>> Begin QUOTED PASSAGE

Behold, the 2023 Awards Season Awards!

Jimmy Kimmel will host his third Oscars this Sunday.
Jimmy Kimmel will host his third Oscars this Sunday. Photo: Rodin Eckenroth/Getty Images
Matthew Belloni
March 10, 2023

If it seems like the Oscar race has lasted a year, it kinda has. We’ve been talking about this year’s show pretty much since The Slap and its chaotic aftermath last March, making this season truly feel like a year-long slog. Last year I revived a tradition that I had at Hollywood Reporter of bestowing “awards season awards” honoring the highs and (mostly) lows of the death march to the Oscars. 

I got good feedback, so here again is my wrap-up of the whole ridiculous spectacle, acknowledging the cynical marketing campaigns, the awkward moments, the campy on-stage raps, and the doting awards media scrum that covers it all like this stuff actually matters. So enjoy these 23 categories, and feel free to tell me which ones should be booted to a pre-show next year.

The Lady MacBeth Award for Overzealous Spouse in a Supporting Role
Mary McCormack, wife of To Leslie filmmaker Michael Morris, who is said to have masterminded the Andrea Riseborough best actress campaign by harassing—sorry, contacting repeatedly—the high-profile stars that plugged Riseborough on social media and helped get her that nom.   

Best Forced Pivot
Netflix, which entered the season with guns blazing for Noah Baumbach’s White Noise and Alejandro G. Iñárritu’s Bardo, only to find that critics and voters rejected those films and instead liked a German adaptation of All Quiet on the Western Front from Edward Berger, a filmmaker that was barely on the awards team’s radar.

Worst Punt (aka the Missing Spine Award)
The Academy, which declined to punish anyone involved in the Riseborough campaign, or the others that pretty clearly broke rules, instead promising to “revisit” regulations after this season.

>> End QUOTED PASSAGE
>> Begin DATA SECTION

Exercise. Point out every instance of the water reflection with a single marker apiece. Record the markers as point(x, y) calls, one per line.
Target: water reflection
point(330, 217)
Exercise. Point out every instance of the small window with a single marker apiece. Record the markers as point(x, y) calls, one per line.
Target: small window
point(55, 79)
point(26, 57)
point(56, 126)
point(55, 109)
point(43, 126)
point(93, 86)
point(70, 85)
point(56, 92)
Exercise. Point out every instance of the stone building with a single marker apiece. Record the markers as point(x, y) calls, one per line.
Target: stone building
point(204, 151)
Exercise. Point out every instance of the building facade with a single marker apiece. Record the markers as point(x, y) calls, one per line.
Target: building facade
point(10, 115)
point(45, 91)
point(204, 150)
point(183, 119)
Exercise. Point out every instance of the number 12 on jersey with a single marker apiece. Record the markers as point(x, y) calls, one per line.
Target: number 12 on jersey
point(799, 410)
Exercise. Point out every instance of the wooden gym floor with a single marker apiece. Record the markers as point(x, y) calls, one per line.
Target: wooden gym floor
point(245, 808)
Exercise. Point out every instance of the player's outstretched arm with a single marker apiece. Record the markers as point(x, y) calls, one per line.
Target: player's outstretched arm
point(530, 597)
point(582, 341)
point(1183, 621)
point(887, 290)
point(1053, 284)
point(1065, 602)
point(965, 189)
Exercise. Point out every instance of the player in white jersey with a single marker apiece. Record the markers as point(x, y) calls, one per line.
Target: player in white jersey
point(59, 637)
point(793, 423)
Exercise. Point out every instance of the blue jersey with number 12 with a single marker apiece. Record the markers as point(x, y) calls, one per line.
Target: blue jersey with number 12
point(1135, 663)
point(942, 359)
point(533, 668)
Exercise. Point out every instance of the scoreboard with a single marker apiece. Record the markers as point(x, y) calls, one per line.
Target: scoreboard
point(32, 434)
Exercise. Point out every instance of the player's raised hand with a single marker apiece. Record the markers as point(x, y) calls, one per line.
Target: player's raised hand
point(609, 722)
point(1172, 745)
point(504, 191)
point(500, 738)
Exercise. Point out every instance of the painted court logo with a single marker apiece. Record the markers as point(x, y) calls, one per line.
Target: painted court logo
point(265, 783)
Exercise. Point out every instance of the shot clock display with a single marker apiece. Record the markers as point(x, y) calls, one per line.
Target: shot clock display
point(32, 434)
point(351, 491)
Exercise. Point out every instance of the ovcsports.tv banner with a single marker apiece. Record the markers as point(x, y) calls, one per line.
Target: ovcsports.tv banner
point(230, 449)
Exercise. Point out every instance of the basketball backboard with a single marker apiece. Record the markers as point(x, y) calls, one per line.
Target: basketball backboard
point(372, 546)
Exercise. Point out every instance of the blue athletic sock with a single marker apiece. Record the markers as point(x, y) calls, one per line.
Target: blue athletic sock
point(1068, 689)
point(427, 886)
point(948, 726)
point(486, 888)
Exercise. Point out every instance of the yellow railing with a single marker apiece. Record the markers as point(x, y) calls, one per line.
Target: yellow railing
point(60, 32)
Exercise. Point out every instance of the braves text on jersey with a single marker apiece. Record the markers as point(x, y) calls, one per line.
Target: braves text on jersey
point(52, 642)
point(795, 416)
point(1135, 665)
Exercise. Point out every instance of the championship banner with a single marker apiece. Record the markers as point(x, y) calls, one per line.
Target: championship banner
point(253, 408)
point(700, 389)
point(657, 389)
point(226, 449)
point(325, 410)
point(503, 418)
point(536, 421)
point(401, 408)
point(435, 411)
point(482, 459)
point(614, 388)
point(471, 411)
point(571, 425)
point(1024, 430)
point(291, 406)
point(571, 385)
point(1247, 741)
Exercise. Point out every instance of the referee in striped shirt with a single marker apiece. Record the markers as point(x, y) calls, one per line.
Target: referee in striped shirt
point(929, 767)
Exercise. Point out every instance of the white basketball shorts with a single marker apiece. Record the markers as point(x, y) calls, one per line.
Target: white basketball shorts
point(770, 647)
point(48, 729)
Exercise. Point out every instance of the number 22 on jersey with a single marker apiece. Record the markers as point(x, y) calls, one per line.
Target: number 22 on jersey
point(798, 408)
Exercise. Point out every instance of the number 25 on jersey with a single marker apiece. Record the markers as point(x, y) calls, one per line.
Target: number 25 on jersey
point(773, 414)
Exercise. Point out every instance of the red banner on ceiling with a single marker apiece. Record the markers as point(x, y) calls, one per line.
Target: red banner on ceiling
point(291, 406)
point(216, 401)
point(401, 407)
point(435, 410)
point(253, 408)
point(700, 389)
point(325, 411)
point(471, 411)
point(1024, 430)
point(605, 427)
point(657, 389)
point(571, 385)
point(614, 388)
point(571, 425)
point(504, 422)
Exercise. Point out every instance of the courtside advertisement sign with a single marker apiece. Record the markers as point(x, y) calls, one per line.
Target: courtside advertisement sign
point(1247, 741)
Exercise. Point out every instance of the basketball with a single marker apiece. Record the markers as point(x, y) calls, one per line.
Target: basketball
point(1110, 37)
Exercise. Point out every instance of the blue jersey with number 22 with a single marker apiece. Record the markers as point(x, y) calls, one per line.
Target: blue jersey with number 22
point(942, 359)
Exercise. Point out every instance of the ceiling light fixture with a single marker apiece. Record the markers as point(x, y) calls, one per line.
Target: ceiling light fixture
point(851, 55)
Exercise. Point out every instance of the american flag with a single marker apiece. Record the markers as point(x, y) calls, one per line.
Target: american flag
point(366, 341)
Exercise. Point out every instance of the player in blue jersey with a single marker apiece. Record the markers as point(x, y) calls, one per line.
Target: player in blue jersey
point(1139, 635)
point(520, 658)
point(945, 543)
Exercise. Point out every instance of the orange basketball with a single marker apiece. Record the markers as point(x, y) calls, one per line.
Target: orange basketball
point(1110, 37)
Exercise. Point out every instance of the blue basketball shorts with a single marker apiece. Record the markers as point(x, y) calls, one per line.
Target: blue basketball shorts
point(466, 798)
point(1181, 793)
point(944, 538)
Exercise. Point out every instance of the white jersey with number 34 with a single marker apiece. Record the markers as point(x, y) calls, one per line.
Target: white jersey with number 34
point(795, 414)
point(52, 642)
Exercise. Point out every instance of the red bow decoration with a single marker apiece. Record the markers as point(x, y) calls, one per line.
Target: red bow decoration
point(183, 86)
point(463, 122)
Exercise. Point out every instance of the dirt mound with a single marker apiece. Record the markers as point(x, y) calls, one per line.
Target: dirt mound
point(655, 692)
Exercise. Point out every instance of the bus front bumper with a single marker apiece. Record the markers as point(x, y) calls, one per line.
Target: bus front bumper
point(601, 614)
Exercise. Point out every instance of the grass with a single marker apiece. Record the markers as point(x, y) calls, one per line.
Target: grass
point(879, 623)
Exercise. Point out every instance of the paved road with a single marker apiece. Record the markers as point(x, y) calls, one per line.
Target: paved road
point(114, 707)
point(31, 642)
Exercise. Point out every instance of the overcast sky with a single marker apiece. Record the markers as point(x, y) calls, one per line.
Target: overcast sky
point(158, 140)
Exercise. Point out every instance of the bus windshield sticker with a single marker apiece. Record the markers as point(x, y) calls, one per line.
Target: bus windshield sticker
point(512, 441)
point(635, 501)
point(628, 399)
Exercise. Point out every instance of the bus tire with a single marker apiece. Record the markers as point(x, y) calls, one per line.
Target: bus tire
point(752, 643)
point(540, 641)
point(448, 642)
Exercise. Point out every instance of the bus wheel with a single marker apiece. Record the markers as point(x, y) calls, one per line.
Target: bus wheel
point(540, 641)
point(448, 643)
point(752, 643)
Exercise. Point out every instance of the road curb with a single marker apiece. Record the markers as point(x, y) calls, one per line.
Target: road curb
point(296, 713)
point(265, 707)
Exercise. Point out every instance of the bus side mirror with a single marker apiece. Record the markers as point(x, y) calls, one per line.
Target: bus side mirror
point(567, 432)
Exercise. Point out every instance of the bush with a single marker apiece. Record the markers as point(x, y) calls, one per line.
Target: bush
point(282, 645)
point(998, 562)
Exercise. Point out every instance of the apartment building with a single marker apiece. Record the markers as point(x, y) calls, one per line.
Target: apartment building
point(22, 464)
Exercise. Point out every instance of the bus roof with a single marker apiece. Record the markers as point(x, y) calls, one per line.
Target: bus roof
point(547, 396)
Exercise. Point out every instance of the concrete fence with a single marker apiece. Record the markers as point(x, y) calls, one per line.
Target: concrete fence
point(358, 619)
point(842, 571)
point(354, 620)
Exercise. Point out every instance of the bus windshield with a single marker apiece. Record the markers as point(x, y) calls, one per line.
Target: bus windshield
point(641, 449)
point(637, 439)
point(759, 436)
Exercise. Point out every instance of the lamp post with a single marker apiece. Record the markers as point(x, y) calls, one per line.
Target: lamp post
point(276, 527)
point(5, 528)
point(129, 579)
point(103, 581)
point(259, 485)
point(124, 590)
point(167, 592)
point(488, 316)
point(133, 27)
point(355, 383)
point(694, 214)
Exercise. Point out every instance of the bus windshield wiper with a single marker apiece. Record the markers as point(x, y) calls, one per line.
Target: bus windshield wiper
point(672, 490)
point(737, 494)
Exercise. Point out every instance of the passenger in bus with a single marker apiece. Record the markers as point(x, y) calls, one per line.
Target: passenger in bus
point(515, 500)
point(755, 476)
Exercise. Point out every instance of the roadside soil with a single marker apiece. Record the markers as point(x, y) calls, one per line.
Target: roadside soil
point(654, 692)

>> End DATA SECTION

• REQUEST 1
List every award category named in the awards season article.
• REQUEST 2
Reproduce everything in the awards season article from "I got good feedback, so" down to "her that nom.".

• FULL SOLUTION 1
The Lady MacBeth Award for Overzealous Spouse in a Supporting Role
Best Forced Pivot
Worst Punt (aka the Missing Spine Award)

• FULL SOLUTION 2
I got good feedback, so here again is my wrap-up of the whole ridiculous spectacle, acknowledging the cynical marketing campaigns, the awkward moments, the campy on-stage raps, and the doting awards media scrum that covers it all like this stuff actually matters. So enjoy these 23 categories, and feel free to tell me which ones should be booted to a pre-show next year.

The Lady MacBeth Award for Overzealous Spouse in a Supporting Role
Mary McCormack, wife of To Leslie filmmaker Michael Morris, who is said to have masterminded the Andrea Riseborough best actress campaign by harassing—sorry, contacting repeatedly—the high-profile stars that plugged Riseborough on social media and helped get her that nom.